- [YOUR GOAL]:
Can you edit all of the data below so that "Localize" reads "Locate" everywhere, leaving everything else unchanged and the pictures out?

- [DATASET]:
## start
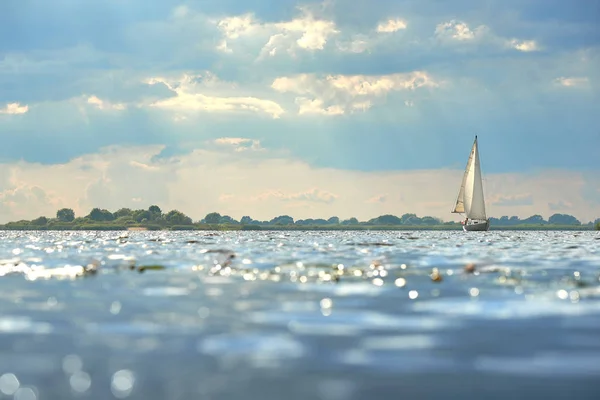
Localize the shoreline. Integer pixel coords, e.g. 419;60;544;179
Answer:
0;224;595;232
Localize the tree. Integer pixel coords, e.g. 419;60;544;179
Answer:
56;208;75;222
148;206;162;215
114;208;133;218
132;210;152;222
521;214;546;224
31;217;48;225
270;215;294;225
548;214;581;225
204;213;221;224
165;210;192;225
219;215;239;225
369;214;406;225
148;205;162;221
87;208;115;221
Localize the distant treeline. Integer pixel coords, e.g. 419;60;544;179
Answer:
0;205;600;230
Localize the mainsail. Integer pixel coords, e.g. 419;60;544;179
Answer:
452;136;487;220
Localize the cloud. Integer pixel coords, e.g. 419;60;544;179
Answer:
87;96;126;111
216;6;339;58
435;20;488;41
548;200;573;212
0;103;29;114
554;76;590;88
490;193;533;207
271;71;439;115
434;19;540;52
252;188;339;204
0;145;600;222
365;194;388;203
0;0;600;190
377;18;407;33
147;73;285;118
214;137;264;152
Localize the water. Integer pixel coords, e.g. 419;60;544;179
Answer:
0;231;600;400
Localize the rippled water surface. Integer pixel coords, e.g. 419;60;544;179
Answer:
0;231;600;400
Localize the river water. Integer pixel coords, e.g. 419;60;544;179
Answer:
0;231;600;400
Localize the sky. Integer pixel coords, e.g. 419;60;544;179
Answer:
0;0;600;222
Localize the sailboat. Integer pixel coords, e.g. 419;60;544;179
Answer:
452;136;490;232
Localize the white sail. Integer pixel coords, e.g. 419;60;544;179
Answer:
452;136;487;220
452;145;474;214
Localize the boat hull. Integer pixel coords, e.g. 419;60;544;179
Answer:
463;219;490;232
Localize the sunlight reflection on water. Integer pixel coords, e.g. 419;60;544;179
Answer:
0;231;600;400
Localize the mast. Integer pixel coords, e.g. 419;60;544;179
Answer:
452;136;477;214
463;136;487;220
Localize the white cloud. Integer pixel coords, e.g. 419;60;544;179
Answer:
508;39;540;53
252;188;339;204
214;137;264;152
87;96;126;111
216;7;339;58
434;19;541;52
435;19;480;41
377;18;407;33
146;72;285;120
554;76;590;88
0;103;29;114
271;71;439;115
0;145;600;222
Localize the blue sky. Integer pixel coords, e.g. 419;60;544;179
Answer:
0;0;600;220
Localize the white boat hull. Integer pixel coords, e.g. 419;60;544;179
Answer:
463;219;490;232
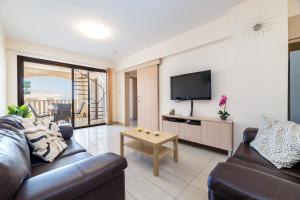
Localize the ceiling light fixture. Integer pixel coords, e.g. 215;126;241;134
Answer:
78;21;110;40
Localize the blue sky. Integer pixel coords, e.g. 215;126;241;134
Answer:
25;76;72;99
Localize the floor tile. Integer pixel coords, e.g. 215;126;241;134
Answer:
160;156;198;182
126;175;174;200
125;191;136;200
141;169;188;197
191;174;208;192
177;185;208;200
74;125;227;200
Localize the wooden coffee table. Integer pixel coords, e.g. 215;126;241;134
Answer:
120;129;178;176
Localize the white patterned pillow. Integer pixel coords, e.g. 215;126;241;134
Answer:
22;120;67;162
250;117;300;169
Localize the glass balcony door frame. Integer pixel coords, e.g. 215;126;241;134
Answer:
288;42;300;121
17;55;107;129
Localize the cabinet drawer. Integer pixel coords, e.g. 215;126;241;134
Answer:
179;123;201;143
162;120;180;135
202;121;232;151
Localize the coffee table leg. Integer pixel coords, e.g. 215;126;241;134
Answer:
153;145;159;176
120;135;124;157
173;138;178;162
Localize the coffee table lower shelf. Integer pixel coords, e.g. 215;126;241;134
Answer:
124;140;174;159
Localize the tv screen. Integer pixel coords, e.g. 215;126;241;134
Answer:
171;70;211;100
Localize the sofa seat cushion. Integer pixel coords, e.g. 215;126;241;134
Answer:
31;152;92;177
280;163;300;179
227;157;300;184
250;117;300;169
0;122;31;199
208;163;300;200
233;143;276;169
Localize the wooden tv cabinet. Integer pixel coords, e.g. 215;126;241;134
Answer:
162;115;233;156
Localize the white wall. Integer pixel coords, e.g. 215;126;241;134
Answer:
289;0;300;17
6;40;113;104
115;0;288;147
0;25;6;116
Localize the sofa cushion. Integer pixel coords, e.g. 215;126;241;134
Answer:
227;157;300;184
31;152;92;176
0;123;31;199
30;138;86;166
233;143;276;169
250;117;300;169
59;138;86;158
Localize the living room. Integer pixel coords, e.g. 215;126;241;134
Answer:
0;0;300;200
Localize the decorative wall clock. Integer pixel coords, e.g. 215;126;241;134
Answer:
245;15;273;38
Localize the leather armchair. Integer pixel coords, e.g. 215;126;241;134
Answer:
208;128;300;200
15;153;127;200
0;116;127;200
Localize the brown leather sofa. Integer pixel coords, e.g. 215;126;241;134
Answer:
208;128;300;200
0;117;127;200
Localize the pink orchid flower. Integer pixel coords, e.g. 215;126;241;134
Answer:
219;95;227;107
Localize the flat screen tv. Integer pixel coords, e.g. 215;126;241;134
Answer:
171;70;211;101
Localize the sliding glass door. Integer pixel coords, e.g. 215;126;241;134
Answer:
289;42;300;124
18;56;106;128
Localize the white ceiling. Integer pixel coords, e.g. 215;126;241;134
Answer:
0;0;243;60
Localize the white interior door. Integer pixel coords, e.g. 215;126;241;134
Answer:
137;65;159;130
## end
- [RESPONSE TO THIS EXERCISE]:
Locate the shoreline. Integer pixel coords, e.g. 419;60;544;179
Answer:
0;224;595;232
Locate the tree. Integer pixel coords, e.g. 419;60;544;179
Answer:
56;208;75;222
148;206;162;215
114;208;133;218
132;210;152;222
521;214;546;224
31;217;48;225
270;215;294;225
548;214;581;225
204;213;221;224
165;210;192;225
219;215;239;225
369;214;406;225
148;205;162;221
87;208;115;221
Locate the distant treeline. Integer pixel coords, e.g. 419;60;544;179
Answer:
0;205;600;230
Locate the mainsail. Integer pixel coords, e.g. 419;60;544;179
Answer:
452;136;487;220
Locate the cloud. Integer pixel coords, e.g. 419;60;544;179
Answer:
87;96;126;111
216;6;339;58
435;20;488;41
548;200;573;212
0;103;29;114
554;76;590;88
490;193;533;207
271;71;439;115
434;19;540;52
252;188;339;204
0;145;600;222
365;194;388;203
0;0;600;190
377;18;407;33
147;73;285;118
214;137;264;152
Locate the water. Integer pixel coords, e.g. 419;60;544;179
Answer:
0;231;600;400
Locate the rippled water surface. Integer pixel coords, e.g. 419;60;544;179
Answer:
0;231;600;400
Locate the river water. Integer pixel coords, e.g. 419;60;544;179
Answer:
0;231;600;400
Locate the sky. Integer pixel coords, e.g. 419;60;544;179
Answer:
0;0;600;222
Locate the sailboat. Integer pixel coords, e.g. 419;60;544;179
Answer:
452;136;490;232
Locate the white sail. Integer pixel coords, e.g. 419;60;544;179
Answer:
452;136;487;220
452;145;474;214
Locate the boat hull. Integer pixel coords, e.g. 419;60;544;179
Answer:
463;219;490;232
Locate the sunlight reflection on water. Integer pixel coords, e.g. 419;60;544;179
Answer:
0;231;600;400
Locate the mast. Integer pixel coords, e.g. 419;60;544;179
Answer:
452;136;477;214
463;136;487;220
Locate the white cloud. Integer pixel coords, e.g. 419;60;544;179
Answer:
508;39;540;53
252;188;339;204
214;137;264;152
87;96;126;111
216;7;339;58
434;19;541;52
435;19;480;41
377;18;407;33
146;72;285;120
554;76;590;88
0;103;29;114
271;71;439;115
0;145;600;222
Locate the blue sky. Integer pixel coords, e.g. 419;60;544;179
Answer:
0;0;600;220
Locate the white boat hull. Integer pixel coords, e.g. 419;60;544;179
Answer:
463;219;490;232
Locate the ceiling light fixture. Integer pixel coords, e.g. 215;126;241;134
Answer:
78;21;110;40
Locate the blue sky. Integer pixel coords, e.g. 215;126;241;134
Answer:
25;76;72;99
Locate the floor tile. Integer pixel coords, e.g. 215;126;241;134
Answer:
160;156;198;182
126;175;174;200
125;191;136;200
141;169;188;197
191;174;208;192
177;185;208;200
74;125;227;200
Locate the wooden coffee table. Integer pixel coords, e.g. 215;126;241;134
Answer:
120;129;178;176
Locate the white patterned pillow. Integer pixel coords, e.g. 215;126;241;134
Answer:
22;120;67;162
250;117;300;169
Locate the glass balcony door frame. Integer pixel coords, e.g. 215;126;241;134
Answer:
288;42;300;121
17;55;107;129
Locate the cabinet drawer. Integer pixel coords, e.g. 215;126;241;134
Answer:
179;123;201;143
162;120;180;135
202;121;232;151
Locate the coffee table leg. Integer pixel coords, e.g. 215;126;241;134
Answer:
153;145;159;176
120;135;124;157
173;138;178;162
Locate the coffee table lower shelf. Integer pixel coords, e.g. 215;126;241;134
Answer:
124;140;174;159
Locate the tv screen. Integer pixel coords, e.g. 215;126;241;134
Answer:
171;70;211;100
Locate the sofa seat cushion. Integer pixel coords, e.g. 215;126;241;134
Answer:
31;152;92;177
280;163;300;179
227;157;300;184
250;117;300;169
0;122;31;199
208;163;300;200
233;143;276;169
Locate the wooden tv cabinet. Integer pixel coords, e.g. 215;126;241;134
Answer:
162;115;233;156
Locate the white wall. Integer pixel coords, e.g. 215;126;241;134
Answer:
289;0;300;17
6;40;113;104
115;0;288;147
0;25;6;116
Locate the sofa cushion. Integer pixel coords, e.g. 215;126;241;134
Answer:
227;157;300;184
31;152;92;176
0;123;31;199
30;138;86;166
233;143;276;169
250;117;300;169
59;138;86;158
Locate the living room. Integer pixel coords, e.g. 215;126;241;134
Answer:
0;0;300;200
Locate the decorative wall clock. Integer pixel coords, e.g. 215;126;241;134
Answer:
245;15;273;38
Locate the leather armchair. Integer pixel coords, e.g. 215;126;241;134
Answer:
208;128;300;200
15;153;127;200
0;116;127;200
Locate the brown leather sofa. Integer pixel coords, e.g. 215;126;241;134
Answer:
208;128;300;200
0;117;127;200
Locate the pink orchid flower. Integer pixel coords, e.g. 215;126;241;134
Answer:
219;95;227;107
Locate the flat screen tv. Integer pixel coords, e.g. 215;126;241;134
Answer:
171;70;211;101
Locate the sliding glass door. Integer pixel coords, e.g. 215;126;241;134
Answer:
289;42;300;124
18;56;106;128
Locate the white ceiling. Integer pixel coords, e.g. 215;126;241;134
Answer:
0;0;243;60
Locate the white interior door. Integer pixel coords, e.g. 215;126;241;134
Answer:
137;65;159;130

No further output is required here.